▶ _TEXT EXCERPT_
THE lead story we carried two weeks ago exposed serious problems in the government’s school feeding programme.

The scheme, started with noble intentions of feeding primary school children and empowering Lesotho’s poor communities through catering contracts, is now riddled with problems of monumental proportions.

What was supposed to be a lucrative business opportunity for the poor has become an impoverishing venture.

The caterers hired by the government to supply food to primary schools are either sinking in debt or they have already drowned.

Some are probably poorer than they were before they got the contracts. It is possible that some of them might fail to meet their contractual obligation to feed the children.

But it’s not hard to trace the root of this problem.

The problem, as the story exposed, is that the programme has been hijacked by cunning business people and companies that are manipulating the system’s weak structures.

This has happened because the government tried to empower people with lucrative contracts without providing them with the required capital.

The caterers were given contracts to supply food but without the start-up capital.

It boggles the mind how such a crucial aspect of any business venture could have been overlooked in the first place.

It costs money to buy beans, peas, maize-meal and oil that the caterers use to feed the children.

To meet their contractual obligations they have had to get loans from banks or go into a credit arrangement with supermarkets.

It has not been easy. The banks will not lend to them because they are too risky.

The conventional banking logic is that the poor are risky because they have no collateral (surety in the form of property or assets that banks can attach if they fail to pay back).

Shunned by mainstream banks the caterers have become easy prey for money lenders.

The money lenders who masquerade as genuine banks are ripping-off the customers with punitive interest rates.

There are reports that some of the institutions are charging interest rates as high as 75 percent.

Interest rates from normal banks are around 14 percent.

Food retailers and wholesalers have jumped on the bandwagon pretending to offer favourable credit terms to the caterers but in reality milking them with huge mark-ups on foodstuffs.

In this confusion is the chance for some shrewd businesspeople to act as middlemen.

In reality the caterer has become the conduit through which big businesses can make a killing from the school feeding programme.

On paper the poor hold the contract but in reality they are not benefiting from it.

They have been reduced to portieres.

Most of them say they have nothing but mounting debts and lawsuits to show for the years that they have been in business.

We understand the business logic of it all but we just cannot condone the exploitation of the poor by big businesses under the guise of helping them because it is immoral.

It is sad and shocking that this programme has been around for more than a decade but nothing has been done about these blatant acts of exploitation.

The government must realise that giving such contracts to the poor without providing the necessary capital defeats the whole concept of trying to empower them.

It is absurd to expect poor villagers who are already struggling to feed their families to get enough capital to feed dozens of school children the whole year.

It is time to go back to the drawing board before the whole programme collapses.

The government must realise that this is a programme which involves unique stakeholders.

The caterers cannot be treated like other government suppliers who are paid three months from the date of delivery.

Because of their nature they are living from hand to mouth and therefore cannot withstand 90-day debt on their cash-flow.

Unlike normal government suppliers that are big companies, these are poor individuals who are very vulnerable.

A day’s delay in payment is enough to put them out of business for good.

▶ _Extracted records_
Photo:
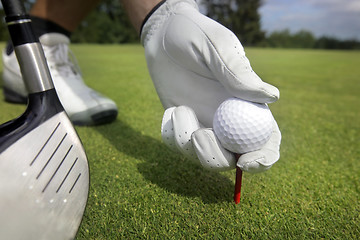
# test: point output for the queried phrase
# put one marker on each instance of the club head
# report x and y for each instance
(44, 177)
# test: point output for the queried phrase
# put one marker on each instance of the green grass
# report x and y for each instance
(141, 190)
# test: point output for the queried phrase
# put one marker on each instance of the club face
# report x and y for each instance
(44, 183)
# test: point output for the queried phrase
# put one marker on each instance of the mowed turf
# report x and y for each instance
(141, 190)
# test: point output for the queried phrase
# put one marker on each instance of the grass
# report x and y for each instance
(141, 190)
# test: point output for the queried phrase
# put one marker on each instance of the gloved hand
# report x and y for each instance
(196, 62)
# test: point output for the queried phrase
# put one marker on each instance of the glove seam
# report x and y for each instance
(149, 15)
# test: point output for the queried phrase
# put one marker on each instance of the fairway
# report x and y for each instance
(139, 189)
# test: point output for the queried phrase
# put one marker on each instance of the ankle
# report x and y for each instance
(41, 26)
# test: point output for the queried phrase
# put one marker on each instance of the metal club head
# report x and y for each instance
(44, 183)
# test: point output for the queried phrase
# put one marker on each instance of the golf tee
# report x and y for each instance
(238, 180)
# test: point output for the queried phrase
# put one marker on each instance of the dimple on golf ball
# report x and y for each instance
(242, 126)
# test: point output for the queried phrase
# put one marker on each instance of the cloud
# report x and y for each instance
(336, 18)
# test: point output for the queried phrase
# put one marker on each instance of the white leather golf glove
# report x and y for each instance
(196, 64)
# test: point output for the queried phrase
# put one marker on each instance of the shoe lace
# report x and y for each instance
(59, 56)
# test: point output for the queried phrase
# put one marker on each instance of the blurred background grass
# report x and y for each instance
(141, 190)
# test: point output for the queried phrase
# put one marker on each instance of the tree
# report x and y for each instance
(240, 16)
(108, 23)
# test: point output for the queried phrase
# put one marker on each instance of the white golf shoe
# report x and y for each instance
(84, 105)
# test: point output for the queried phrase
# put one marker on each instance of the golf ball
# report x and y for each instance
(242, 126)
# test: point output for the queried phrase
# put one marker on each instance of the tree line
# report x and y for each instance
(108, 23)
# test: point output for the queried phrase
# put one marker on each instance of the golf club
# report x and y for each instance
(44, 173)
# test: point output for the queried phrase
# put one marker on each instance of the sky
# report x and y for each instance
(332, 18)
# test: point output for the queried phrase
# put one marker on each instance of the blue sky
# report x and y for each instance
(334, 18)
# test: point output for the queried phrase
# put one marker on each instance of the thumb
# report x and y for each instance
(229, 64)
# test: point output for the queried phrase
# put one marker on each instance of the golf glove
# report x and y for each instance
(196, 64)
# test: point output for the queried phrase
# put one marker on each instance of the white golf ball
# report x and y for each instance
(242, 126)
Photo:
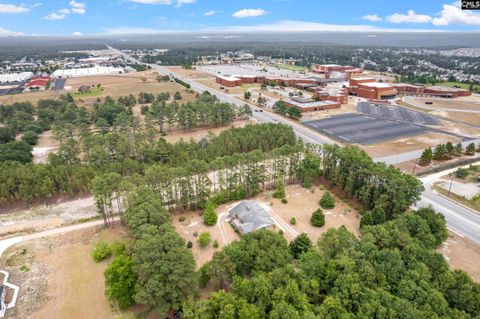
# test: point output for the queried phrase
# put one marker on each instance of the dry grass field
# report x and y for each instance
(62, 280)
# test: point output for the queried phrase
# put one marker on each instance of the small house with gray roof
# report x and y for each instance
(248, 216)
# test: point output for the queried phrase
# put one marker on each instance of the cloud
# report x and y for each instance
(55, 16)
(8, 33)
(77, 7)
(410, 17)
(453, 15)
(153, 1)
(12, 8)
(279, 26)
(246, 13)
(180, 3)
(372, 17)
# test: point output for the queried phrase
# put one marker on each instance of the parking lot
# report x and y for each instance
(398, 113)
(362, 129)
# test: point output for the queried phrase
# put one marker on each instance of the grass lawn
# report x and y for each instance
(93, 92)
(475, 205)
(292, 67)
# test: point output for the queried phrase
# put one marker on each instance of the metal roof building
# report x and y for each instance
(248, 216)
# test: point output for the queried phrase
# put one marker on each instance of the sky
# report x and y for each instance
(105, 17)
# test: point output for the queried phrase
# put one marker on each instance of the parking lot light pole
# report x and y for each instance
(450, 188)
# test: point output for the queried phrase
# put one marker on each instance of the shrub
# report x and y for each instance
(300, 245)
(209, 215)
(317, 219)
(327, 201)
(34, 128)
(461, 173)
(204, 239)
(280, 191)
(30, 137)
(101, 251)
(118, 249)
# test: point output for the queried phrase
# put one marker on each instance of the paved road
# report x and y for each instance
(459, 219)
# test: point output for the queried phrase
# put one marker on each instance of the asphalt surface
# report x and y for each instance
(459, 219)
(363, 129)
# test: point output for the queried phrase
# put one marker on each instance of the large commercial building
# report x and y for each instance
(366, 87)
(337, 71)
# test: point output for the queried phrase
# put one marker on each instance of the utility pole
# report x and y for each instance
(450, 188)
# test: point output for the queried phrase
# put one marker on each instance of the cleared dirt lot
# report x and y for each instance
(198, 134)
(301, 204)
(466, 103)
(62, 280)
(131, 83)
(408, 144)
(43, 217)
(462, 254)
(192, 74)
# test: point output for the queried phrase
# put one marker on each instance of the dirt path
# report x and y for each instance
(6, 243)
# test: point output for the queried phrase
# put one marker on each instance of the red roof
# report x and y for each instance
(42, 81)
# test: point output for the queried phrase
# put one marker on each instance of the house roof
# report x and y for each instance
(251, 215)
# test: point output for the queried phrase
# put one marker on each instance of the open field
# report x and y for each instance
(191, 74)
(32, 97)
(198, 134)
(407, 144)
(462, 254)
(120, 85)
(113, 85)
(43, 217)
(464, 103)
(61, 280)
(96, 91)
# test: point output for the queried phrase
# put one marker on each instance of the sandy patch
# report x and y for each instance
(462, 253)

▶ _TASKS FOR THIS EXERCISE_
[a] In the editorial on Lesotho's school feeding programme, how high are the interest rates that some institutions are reported to charge?
[b] Name every food item that the editorial on the school feeding programme says the caterers must spend money to buy.

▶ _EXPECTED OUTPUTS_
[a] As high as 75 percent.

[b] Beans, peas, maize-meal, and oil.